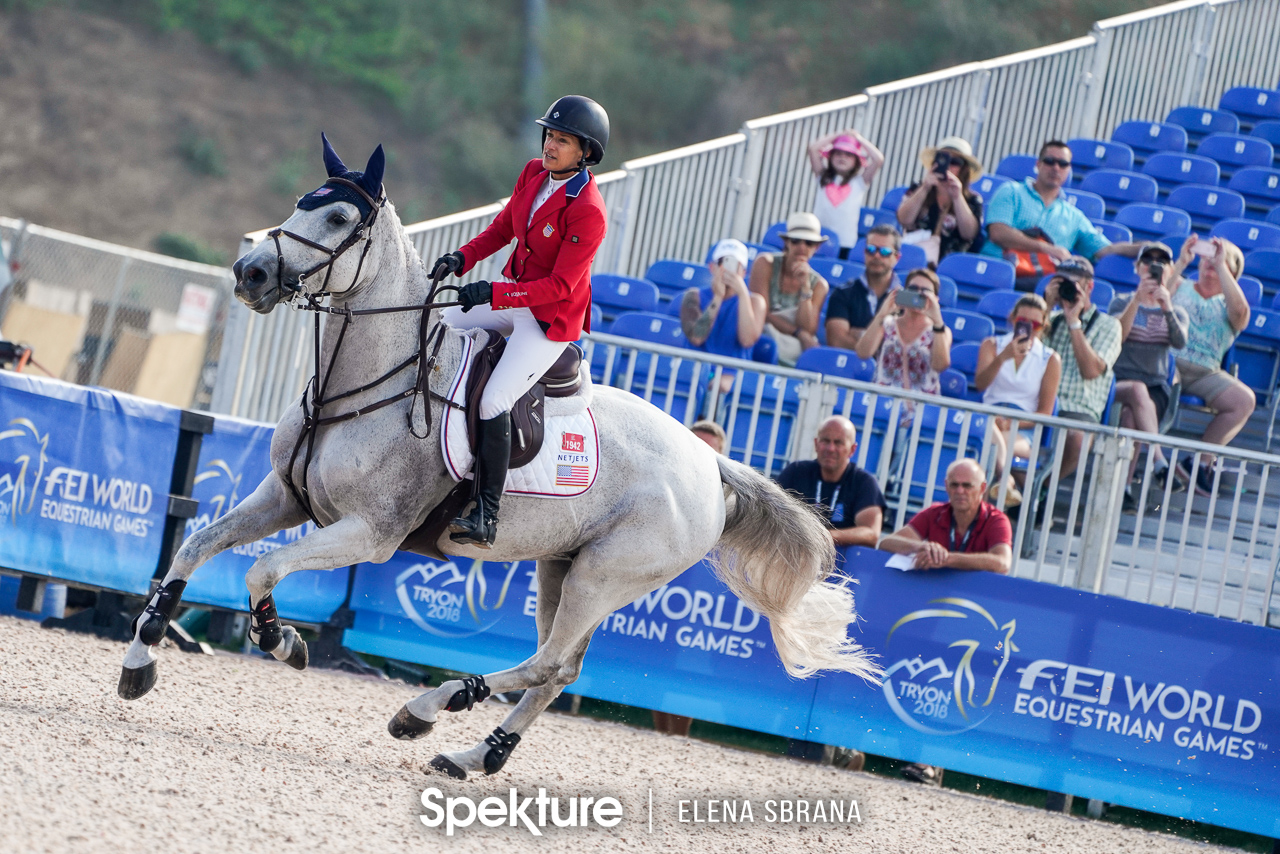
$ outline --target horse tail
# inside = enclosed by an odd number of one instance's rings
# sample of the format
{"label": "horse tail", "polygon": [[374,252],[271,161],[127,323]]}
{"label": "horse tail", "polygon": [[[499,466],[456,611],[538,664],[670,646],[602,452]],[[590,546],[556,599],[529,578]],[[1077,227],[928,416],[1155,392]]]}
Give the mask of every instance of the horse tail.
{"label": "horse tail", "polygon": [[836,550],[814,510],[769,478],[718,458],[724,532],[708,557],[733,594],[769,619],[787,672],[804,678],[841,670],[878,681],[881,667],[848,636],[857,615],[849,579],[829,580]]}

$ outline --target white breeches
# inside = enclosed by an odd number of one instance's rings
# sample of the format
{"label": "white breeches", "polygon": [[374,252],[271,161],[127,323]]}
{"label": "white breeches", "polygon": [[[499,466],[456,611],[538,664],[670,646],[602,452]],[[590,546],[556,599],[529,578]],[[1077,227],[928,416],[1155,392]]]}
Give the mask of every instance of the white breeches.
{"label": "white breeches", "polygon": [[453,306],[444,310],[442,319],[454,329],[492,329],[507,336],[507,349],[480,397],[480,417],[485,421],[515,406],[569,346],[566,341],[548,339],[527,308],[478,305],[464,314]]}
---
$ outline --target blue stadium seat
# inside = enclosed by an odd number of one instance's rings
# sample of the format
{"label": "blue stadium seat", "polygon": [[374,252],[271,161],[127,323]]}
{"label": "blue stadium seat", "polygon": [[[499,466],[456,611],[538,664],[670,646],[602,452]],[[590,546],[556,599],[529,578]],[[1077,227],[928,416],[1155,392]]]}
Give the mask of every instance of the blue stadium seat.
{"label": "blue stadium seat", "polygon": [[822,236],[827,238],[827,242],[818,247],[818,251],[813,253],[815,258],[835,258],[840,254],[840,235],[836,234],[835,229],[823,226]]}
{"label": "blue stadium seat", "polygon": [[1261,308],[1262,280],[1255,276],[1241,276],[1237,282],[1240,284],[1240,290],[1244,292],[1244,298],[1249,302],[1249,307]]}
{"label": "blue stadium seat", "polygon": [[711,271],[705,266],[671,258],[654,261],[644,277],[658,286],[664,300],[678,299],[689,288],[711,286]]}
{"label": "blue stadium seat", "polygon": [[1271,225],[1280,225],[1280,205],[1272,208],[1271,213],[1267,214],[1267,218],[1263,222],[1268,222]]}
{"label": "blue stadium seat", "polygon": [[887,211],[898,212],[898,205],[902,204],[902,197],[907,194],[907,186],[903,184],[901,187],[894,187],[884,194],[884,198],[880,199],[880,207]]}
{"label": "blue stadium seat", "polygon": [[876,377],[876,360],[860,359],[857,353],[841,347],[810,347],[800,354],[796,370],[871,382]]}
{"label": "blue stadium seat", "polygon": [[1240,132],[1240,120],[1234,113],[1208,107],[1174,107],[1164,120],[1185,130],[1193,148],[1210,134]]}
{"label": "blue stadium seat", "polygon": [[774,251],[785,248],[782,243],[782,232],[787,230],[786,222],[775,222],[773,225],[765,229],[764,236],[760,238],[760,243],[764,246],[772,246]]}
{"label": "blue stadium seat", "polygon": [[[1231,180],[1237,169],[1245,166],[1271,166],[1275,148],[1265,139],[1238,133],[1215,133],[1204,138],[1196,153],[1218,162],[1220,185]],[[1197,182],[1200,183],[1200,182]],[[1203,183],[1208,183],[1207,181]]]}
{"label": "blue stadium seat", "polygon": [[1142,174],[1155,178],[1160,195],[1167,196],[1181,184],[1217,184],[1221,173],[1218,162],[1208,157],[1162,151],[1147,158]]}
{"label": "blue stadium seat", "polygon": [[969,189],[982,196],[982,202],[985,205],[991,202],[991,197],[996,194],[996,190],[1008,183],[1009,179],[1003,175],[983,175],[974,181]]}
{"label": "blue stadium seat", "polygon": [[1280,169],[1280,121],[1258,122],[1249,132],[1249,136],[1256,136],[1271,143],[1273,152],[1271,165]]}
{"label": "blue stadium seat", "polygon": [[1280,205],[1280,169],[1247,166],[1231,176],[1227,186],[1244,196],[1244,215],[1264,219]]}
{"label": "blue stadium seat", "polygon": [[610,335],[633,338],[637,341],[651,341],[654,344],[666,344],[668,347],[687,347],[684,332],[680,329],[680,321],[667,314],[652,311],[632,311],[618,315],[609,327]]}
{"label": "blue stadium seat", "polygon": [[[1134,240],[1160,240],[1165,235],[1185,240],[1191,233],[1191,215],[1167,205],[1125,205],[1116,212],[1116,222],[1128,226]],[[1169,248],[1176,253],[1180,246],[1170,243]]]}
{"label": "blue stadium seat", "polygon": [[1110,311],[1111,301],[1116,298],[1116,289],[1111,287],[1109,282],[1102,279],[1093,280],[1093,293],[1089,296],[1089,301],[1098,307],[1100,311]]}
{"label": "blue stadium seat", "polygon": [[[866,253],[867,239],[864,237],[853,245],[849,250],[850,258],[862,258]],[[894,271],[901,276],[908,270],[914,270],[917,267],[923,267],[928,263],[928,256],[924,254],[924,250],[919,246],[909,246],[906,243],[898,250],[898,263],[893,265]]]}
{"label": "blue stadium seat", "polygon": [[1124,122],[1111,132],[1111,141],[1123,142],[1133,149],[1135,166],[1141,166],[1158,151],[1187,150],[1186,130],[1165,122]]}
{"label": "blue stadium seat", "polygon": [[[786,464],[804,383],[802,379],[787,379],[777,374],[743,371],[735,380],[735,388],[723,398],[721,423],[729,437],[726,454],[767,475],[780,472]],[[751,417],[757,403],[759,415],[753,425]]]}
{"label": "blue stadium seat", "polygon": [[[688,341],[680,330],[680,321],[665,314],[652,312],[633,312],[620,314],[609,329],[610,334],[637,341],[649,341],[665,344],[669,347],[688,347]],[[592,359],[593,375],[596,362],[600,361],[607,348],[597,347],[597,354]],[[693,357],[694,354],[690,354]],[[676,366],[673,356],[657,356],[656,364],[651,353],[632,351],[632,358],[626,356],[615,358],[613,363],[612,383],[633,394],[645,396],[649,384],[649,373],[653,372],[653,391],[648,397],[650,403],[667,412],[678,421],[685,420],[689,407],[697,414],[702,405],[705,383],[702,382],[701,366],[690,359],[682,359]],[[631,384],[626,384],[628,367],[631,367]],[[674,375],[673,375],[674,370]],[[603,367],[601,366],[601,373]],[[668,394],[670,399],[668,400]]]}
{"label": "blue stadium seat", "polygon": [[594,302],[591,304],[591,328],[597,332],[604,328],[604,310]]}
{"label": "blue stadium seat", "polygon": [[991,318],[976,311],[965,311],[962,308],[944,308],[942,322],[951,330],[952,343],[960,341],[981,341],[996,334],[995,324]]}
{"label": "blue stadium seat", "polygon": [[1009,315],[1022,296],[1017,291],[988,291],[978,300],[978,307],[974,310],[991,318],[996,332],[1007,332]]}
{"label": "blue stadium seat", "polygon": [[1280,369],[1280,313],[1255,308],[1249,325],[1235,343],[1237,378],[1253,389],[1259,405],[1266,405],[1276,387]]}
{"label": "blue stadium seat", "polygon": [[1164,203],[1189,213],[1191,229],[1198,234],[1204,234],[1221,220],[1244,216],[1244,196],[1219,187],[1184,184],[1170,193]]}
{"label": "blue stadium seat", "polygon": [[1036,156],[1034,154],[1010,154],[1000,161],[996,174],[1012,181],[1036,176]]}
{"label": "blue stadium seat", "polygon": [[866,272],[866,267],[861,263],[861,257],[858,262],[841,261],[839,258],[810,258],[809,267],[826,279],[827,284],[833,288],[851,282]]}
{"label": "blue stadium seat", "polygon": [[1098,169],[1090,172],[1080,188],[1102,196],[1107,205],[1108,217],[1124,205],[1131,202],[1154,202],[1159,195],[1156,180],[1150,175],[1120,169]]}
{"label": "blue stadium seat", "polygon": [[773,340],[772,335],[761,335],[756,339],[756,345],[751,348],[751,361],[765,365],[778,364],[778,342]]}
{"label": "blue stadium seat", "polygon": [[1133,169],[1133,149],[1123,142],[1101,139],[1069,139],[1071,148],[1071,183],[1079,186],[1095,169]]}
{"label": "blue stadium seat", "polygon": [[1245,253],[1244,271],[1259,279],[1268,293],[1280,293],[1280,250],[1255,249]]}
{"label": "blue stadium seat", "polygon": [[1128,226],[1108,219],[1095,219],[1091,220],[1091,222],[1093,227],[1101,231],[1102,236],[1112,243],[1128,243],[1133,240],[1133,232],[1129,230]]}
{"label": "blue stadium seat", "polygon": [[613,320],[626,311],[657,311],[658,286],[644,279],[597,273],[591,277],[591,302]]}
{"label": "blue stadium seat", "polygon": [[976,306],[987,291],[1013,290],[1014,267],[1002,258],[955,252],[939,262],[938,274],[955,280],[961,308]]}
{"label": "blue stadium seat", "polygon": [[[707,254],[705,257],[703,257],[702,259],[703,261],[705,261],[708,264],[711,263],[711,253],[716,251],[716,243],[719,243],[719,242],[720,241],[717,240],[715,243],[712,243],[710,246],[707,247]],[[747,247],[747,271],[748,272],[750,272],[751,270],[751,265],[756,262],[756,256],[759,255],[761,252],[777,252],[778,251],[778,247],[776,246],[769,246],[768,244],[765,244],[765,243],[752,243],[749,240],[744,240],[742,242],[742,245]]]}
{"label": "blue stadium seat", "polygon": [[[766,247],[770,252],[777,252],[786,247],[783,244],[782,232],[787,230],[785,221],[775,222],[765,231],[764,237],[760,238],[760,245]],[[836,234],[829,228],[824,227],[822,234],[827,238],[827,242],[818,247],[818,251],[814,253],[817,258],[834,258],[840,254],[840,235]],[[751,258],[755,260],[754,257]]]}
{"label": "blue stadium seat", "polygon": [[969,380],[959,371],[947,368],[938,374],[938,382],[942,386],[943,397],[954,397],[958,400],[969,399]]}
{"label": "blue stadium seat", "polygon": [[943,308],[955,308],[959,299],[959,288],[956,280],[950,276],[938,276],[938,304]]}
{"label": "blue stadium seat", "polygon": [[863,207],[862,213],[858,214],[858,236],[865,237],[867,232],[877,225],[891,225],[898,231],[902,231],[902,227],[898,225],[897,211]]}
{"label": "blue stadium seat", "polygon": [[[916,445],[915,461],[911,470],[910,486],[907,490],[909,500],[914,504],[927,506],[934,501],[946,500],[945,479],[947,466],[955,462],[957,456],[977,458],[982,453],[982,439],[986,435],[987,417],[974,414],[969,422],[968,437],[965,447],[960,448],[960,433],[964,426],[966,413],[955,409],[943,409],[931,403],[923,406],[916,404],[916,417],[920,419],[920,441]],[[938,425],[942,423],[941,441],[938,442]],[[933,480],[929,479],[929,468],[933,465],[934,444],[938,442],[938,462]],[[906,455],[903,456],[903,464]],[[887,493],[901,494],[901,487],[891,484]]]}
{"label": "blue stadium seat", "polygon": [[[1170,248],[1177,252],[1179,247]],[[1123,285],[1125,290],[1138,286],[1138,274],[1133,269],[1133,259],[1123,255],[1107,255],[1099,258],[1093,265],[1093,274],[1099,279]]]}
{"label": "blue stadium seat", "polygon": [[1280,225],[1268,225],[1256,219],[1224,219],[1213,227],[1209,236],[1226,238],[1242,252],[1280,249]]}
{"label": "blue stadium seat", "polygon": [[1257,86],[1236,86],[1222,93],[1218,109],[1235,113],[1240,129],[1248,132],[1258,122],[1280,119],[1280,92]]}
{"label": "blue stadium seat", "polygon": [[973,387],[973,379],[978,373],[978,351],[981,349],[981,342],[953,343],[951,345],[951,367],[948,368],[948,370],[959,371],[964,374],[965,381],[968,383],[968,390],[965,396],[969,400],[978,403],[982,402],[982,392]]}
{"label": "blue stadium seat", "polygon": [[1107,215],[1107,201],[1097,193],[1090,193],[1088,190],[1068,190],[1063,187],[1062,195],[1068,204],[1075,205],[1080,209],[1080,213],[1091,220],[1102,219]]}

■ YOUR OBJECTIVE:
Lines that contain "target" are to be copied from the records above.

■ OUTPUT:
$ outline --target horse tail
$ outline --target white breeches
$ outline --target blue stadium seat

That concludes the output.